Exercise objective: Continue the travel account of Antarctica's Deception Island, starting after its final sentence.

Passage given:
+++

Sunday, March 15, 2020

Antarctica's Deception Island



Perhaps like me you've thought of Antarctica as a freezing continent covered in ice where it snows regularly.

It's surprising to discover that it actually is the world's driest climate and home of "Dry Valleys" where there's been no precipitation for two million years.

Cruising toward Deception Island, we learned about an even more unlikely facet of the world's coldest continent: volcanic activity.

It may not be hard to believe that a shield volcano formed Deception Island ten thousand years ago, or that over time it eroded and eventually allowed water to flood what had been the crater through a gap on one side.



That gap is called Neptune's Bellows, because of the strong winds experienced by whaling ships that tried to enter through it.

On the day we visited, Coral Princess seemed to have no trouble navigating the gap on a relatively calm day.  Captain McBain proudly proclaimed that we were witnessing history as the largest ship ever to cruise inside the Port Foster Caldera.

You may reason that ten thousand years ago, Antarctica could have been a much different place than the frigid continent that pumps cold water around the world's connected oceans as an important element of Earth's overall climate.

+++

Source material:
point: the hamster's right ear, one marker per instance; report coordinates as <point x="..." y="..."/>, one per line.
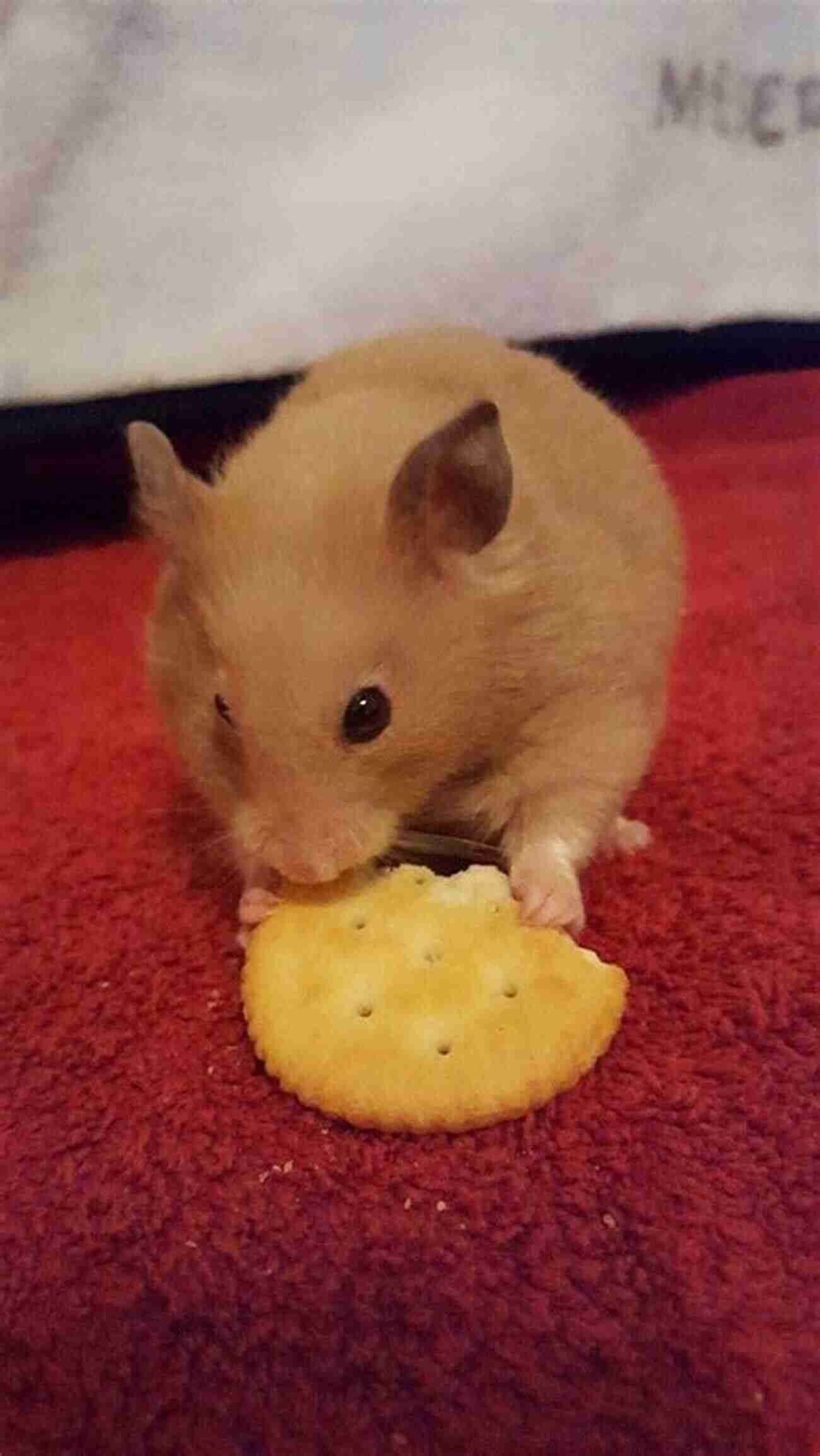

+++

Expected output:
From the time Antarctica was discovered 200 years ago, however, the volcano has been intermittently active.

There's evidence for significant volcanic activity in the 18th Century before its discovery as well as the 19th Century when whalers and sealers visited for good hunting in the region.

In the 20th Century, there were two particularly active periods, from 1906 to 1910, and also from 1967 to 1970.


A little over 50 years ago, the eruptions in 1967 and 1969 spewed red hot lava and exploded volcanic rock that devastated scientific stations located on Deception Island.  New Argentine and Spanish research stations, however, currently do research there.

Even today, the floor of the Port Foster Caldera continues to rise from geothermal activity down below.  "It is classified as a restless caldera with a significant volcanic risk."

Like that Royal Caribbean ship that unexpectedly found itself next to an exploding volcano in New Zealand, I doubt any of our fellow passengers believed we might be in imminent danger should we be there at the wrong geologic moment.


Wait.

An active volcano occasionally shooting out 400 degree lava in Antarctica, which we're regularly told must stay frozen or our environment will be in peril?

Yes, while we associate volcanoes more with warm places like Hawaii or Italy's Pompei, red-hot magma can also rise from Earth's core in cold areas.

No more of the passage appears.